- [WHAT YOU WILL DO]: Write down nothing except how many lines in the entries contain "compartment".

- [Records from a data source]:
##############################
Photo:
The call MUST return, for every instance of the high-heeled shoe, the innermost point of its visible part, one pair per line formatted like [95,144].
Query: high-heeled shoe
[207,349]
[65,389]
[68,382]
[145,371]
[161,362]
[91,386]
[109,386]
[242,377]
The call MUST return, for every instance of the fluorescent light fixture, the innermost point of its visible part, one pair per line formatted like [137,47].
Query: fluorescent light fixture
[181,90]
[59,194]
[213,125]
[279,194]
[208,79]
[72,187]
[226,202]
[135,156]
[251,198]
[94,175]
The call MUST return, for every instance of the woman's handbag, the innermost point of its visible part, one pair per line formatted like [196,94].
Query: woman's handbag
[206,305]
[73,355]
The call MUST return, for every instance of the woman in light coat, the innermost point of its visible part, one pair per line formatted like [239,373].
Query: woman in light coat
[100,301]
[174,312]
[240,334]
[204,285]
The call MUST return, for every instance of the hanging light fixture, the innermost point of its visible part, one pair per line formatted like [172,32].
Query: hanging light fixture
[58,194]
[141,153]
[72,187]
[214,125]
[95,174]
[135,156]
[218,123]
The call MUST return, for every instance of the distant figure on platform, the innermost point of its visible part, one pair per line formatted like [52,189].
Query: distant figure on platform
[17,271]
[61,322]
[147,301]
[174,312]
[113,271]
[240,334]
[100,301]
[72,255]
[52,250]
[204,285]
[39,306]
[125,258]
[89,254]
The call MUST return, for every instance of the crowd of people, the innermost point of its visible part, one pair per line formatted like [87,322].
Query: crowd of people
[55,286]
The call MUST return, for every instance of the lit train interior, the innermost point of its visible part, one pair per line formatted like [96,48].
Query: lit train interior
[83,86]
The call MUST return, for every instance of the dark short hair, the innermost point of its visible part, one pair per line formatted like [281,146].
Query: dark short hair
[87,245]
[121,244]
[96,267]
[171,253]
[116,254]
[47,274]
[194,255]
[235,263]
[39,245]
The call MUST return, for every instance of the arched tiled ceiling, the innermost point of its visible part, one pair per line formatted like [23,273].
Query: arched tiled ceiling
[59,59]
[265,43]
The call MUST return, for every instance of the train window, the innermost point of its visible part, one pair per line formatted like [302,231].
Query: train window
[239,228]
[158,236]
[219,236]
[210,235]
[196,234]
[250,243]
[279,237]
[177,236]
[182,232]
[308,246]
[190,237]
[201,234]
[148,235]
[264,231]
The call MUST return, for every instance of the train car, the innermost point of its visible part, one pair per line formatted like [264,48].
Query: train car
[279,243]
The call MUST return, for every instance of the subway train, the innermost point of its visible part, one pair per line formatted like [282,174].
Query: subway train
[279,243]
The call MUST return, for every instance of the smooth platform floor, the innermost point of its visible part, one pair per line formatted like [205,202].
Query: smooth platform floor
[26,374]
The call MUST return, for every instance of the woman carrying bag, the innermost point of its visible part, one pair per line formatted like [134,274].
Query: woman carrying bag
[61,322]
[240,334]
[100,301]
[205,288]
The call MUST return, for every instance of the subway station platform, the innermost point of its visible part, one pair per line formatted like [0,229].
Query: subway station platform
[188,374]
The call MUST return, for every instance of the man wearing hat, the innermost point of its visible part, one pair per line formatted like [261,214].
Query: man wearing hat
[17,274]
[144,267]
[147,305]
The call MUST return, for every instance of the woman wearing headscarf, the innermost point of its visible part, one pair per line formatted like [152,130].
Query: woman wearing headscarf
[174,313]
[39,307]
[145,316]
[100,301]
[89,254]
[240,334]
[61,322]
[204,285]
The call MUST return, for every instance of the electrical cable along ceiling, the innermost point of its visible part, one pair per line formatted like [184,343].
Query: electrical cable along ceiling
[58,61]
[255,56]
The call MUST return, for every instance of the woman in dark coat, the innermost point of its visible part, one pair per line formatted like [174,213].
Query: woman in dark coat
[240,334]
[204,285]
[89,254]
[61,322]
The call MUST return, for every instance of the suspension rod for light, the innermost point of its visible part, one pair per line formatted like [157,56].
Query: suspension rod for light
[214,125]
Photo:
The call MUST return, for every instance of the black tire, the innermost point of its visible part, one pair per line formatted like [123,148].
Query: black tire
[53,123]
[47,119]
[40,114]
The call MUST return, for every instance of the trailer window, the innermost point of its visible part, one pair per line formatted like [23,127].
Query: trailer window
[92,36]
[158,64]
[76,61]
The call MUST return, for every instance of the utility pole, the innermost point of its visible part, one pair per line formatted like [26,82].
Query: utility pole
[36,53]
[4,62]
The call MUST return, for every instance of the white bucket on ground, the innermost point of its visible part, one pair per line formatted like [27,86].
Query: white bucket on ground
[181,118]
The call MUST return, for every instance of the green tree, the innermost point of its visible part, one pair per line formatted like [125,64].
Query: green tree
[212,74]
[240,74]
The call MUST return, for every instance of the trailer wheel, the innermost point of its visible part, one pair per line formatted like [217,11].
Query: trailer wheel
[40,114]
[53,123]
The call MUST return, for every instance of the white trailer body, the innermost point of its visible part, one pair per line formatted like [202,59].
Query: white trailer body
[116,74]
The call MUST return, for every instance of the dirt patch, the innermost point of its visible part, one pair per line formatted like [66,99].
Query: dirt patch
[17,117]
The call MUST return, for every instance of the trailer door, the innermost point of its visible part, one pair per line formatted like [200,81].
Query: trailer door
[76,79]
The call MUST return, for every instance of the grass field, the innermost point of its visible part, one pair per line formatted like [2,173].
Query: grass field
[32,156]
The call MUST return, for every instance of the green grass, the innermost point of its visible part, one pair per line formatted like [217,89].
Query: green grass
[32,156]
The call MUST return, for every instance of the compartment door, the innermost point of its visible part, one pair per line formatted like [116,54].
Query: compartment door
##############################
- [TASK RESPONSE]: 2